Description of the task: Repeat the data verbatim, images excluded.
*** Begin section ***
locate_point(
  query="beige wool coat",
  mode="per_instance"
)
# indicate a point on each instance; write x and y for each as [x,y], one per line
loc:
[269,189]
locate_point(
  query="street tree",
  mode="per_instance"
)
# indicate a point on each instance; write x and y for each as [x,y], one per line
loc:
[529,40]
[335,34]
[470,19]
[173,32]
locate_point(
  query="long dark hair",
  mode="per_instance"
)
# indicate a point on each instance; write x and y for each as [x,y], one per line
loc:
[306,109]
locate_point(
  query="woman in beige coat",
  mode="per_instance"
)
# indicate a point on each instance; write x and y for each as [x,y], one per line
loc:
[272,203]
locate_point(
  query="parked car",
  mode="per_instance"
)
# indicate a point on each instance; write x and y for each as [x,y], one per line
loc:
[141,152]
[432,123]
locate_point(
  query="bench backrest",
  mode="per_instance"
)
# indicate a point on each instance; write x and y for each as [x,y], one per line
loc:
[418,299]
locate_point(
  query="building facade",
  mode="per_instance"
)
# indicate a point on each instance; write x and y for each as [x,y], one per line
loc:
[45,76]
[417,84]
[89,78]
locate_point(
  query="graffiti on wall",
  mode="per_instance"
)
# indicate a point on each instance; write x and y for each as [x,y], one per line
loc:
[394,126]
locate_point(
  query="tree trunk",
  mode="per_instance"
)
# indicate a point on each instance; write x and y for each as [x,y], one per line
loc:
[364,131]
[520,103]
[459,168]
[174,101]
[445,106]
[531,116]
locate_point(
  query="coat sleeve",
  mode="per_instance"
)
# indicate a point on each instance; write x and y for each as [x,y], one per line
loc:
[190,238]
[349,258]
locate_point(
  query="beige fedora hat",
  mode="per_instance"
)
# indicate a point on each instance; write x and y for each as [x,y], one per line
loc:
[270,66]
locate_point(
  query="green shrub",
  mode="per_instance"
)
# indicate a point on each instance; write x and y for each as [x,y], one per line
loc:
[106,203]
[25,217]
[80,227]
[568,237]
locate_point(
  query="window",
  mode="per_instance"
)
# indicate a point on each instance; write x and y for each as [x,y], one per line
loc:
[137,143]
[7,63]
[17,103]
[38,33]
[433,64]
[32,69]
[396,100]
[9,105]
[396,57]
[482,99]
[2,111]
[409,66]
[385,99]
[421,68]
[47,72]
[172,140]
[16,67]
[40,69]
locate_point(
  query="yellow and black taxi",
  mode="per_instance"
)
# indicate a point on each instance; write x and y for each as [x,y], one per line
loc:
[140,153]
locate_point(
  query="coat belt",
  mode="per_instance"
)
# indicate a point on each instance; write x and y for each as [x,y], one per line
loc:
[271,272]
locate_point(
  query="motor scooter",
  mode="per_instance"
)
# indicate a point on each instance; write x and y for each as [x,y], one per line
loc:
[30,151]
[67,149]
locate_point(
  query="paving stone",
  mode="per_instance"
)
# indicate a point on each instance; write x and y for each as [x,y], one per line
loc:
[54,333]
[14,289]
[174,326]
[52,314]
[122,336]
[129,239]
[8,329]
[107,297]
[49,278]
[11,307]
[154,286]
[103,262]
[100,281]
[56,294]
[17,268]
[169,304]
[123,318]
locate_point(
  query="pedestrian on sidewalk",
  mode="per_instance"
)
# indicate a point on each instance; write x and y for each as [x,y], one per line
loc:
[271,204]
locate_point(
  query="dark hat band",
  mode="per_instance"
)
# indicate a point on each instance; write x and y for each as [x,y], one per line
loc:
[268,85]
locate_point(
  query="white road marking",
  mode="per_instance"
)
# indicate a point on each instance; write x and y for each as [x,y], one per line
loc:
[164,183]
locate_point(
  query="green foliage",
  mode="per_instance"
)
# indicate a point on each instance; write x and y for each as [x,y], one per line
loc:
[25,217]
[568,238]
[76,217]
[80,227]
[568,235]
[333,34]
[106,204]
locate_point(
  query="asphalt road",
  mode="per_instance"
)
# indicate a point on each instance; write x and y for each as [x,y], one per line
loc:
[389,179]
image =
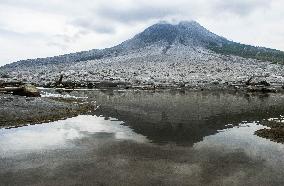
*** End section ***
Exercise result:
locate_point(
  query="beige wool coat",
  mode="per_instance"
)
# indicate a point on each instance; write x and y for each as [x,y], one per line
loc:
[269,189]
locate_point(
  query="street tree",
  mode="per_instance"
)
# indicate a point on each instance; write x and y for each as [x,y], one per line
loc:
[529,40]
[335,34]
[470,19]
[173,32]
locate_point(
  query="long dark hair",
  mode="per_instance"
)
# indicate a point on each instance; write x and y for each as [x,y], one per line
loc:
[306,109]
locate_point(
  query="woman in beige coat",
  mode="per_instance"
)
# indicate a point on each instance; write x and y for each as [x,y], one per line
loc:
[272,203]
locate_point(
  query="parked car",
  mode="per_instance"
)
# indicate a point on each instance; write x and y for each as [x,y], one per line
loc:
[141,152]
[432,123]
locate_point(
  query="bench backrest",
  mode="per_instance"
)
# indicate a point on each instance; write x and y for each as [x,y], one per line
loc:
[418,299]
locate_point(
  query="building facade",
  mode="per_instance"
)
# indicate a point on each instance; write x and y for each as [x,y], one per line
loc:
[45,76]
[417,84]
[89,78]
locate_point(
  query="graffiti on wall",
  mode="per_instance"
)
# indicate a point on each instance; write x and y for each as [x,y], one per line
loc:
[394,126]
locate_point(
  query="tree trunk",
  mode="per_instance"
)
# indicate a point on each instance; write x and y for each as [x,y], one per line
loc:
[364,131]
[520,103]
[459,168]
[174,101]
[445,106]
[531,116]
locate_point(
  query="coat sleeve",
  mode="per_instance"
)
# indicate a point on each instance; write x and y for each as [x,y], one per line
loc:
[190,238]
[349,258]
locate_point(
  query="beige fedora hat",
  mode="per_instance"
)
# indicate a point on each instance; write x and y for each as [x,y], one per line
loc:
[270,66]
locate_point(
  query="green shrub",
  mode="per_instance"
)
# indicate a point on each instance; write x and y for each as [x,y], one per line
loc:
[106,203]
[25,217]
[80,227]
[568,237]
locate_point(
  query="window",
  mode="per_instance"
)
# indicate a point on each instance; write x and y for each as [x,y], one per line
loc:
[137,143]
[7,63]
[17,103]
[38,33]
[433,64]
[32,69]
[396,100]
[9,105]
[396,57]
[482,99]
[2,111]
[409,66]
[385,99]
[421,68]
[47,72]
[172,140]
[16,67]
[40,69]
locate_point(
  query="yellow and black taxi",
  mode="per_instance"
)
# indicate a point on each instance; write x and y for each as [x,y], one per line
loc:
[140,153]
locate_point(
  query="coat belt",
  mode="per_instance"
)
# indicate a point on each instance; write x and y for each as [x,y], one per line
loc:
[271,272]
locate_point(
  query="motor scooter",
  mode="per_instance"
)
# indicate a point on each instance; write x and y for each as [x,y], one per line
loc:
[30,151]
[67,149]
locate_point(
  query="paving stone",
  mode="per_instance"
)
# indicate a point on each instance; write x and y for each as [x,y], one per line
loc:
[54,333]
[14,289]
[174,326]
[52,314]
[122,336]
[129,239]
[8,329]
[107,297]
[49,278]
[11,307]
[154,286]
[103,262]
[100,281]
[56,294]
[17,268]
[169,304]
[123,318]
locate_point(
  query="pedestrian on sidewalk",
  mode="per_instance"
)
# indicate a point on each instance; write x and y for each as [x,y], one per line
loc:
[271,204]
locate_point(
  query="dark hat band",
  mode="per_instance"
)
# indicate a point on each instance; write x and y for each as [x,y], one per line
loc:
[268,85]
locate_point(
  query="white road marking",
  mode="per_instance"
)
# indicate a point on each instance; write x and y for each as [x,y], one per line
loc:
[164,183]
locate_point(
  query="green foliage",
  mode="per_instance"
)
# indicate a point on each instance; write x and y for each as [x,y], one per line
loc:
[25,217]
[568,238]
[76,217]
[80,227]
[568,235]
[333,34]
[106,204]
locate_point(
  query="asphalt road",
  mode="per_instance"
)
# indicate a point on each instance; write x and y for each as [x,y], one per line
loc:
[389,179]
image =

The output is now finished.